What you are asked to do → Whenever a line in the records below contains "uniform", pick it out.

Stored items:
"""

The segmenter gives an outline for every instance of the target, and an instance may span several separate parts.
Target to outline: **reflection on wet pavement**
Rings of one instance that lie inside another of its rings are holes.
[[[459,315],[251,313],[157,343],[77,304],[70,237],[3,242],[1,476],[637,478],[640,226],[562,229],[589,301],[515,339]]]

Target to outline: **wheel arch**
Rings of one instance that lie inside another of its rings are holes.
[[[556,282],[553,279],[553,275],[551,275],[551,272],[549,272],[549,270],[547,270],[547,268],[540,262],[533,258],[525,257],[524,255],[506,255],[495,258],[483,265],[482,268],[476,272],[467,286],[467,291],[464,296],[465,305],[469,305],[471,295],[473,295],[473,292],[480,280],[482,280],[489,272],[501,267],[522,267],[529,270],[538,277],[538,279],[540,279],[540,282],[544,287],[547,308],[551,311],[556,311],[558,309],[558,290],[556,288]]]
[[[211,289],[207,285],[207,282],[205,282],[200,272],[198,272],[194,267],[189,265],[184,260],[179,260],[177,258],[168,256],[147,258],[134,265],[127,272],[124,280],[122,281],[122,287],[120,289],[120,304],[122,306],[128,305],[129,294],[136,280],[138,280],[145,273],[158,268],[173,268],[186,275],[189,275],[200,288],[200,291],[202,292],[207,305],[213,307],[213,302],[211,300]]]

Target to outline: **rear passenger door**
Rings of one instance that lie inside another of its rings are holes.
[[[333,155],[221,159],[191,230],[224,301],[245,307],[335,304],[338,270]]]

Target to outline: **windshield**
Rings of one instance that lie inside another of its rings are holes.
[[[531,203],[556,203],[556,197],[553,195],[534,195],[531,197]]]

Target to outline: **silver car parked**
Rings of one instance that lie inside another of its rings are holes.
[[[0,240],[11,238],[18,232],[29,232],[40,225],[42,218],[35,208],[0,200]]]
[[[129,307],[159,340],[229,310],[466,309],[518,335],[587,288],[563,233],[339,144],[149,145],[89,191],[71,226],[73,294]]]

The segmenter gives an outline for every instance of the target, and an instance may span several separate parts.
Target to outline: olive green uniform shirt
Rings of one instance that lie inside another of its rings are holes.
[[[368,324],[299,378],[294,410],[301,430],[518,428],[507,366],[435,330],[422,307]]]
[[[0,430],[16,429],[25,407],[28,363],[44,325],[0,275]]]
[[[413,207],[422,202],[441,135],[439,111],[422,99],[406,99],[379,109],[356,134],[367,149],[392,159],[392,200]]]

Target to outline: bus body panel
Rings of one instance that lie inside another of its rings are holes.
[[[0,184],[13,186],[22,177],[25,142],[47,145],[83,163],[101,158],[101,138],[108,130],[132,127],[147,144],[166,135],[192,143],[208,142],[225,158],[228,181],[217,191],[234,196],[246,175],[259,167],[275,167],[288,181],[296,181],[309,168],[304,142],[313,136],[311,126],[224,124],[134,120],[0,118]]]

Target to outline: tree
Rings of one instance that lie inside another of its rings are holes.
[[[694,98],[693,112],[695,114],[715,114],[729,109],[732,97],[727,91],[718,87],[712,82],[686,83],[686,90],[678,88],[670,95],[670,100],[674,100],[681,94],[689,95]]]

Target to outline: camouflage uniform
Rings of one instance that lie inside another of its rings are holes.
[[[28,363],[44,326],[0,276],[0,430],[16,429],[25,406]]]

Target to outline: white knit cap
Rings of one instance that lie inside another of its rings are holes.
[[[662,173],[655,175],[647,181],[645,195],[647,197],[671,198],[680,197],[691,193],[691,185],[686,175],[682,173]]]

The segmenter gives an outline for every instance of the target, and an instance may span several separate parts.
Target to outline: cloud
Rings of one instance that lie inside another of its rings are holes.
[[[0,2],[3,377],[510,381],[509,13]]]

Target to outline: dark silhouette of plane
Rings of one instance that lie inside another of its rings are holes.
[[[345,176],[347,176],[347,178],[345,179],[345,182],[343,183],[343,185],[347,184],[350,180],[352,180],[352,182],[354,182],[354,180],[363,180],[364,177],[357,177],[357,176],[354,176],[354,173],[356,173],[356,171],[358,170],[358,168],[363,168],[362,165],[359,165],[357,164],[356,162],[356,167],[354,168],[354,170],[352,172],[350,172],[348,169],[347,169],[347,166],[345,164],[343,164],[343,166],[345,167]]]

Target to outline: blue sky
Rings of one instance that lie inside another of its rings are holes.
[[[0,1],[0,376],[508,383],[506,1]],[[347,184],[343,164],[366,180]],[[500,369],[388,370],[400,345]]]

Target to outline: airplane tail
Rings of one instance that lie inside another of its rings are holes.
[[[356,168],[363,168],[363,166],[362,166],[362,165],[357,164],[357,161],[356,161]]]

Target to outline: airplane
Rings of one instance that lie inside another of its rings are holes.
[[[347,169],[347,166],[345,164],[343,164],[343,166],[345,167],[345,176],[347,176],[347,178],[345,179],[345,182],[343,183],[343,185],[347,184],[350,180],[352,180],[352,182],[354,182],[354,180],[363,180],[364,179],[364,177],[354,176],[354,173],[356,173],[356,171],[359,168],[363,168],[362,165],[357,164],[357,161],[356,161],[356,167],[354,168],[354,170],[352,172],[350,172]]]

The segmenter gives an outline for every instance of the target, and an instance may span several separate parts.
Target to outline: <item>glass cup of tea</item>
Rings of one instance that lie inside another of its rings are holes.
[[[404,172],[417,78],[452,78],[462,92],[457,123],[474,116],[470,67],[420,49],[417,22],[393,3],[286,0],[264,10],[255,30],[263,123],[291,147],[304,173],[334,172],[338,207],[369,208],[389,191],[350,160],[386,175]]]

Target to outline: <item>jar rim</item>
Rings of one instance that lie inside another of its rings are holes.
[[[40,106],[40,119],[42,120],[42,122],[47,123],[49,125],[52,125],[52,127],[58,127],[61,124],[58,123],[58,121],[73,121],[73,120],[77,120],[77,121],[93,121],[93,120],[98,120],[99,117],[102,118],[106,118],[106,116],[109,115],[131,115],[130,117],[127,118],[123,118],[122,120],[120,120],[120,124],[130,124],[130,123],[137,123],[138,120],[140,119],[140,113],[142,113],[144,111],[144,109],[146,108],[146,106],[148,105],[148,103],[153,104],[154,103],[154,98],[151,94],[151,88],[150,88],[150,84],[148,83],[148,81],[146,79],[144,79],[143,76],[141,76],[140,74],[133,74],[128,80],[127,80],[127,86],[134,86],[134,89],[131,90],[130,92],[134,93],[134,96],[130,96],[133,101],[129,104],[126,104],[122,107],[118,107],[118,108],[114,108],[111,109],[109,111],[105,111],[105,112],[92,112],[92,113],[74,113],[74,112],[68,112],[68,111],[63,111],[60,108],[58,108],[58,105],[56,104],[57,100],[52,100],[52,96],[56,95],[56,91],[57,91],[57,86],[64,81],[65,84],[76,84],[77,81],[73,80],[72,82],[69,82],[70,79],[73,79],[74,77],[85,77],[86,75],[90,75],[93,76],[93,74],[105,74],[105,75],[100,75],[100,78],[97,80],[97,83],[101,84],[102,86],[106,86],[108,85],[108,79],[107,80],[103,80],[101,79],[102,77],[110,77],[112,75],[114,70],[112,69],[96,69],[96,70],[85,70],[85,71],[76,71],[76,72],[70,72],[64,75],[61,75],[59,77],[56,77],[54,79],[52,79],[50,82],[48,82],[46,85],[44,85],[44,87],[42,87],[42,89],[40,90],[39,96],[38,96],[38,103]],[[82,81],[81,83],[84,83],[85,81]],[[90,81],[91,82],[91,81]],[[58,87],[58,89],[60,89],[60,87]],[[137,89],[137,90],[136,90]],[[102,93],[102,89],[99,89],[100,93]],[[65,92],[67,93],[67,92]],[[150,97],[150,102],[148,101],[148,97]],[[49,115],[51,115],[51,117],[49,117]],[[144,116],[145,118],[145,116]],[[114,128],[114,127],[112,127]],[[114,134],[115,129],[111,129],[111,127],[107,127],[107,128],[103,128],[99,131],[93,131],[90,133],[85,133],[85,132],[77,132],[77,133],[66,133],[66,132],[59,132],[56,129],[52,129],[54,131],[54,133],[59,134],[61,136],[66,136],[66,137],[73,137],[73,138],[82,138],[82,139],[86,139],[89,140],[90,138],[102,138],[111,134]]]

"""

Answer below →
Target to outline: olive green uniform shirt
Target to outline: camouflage uniform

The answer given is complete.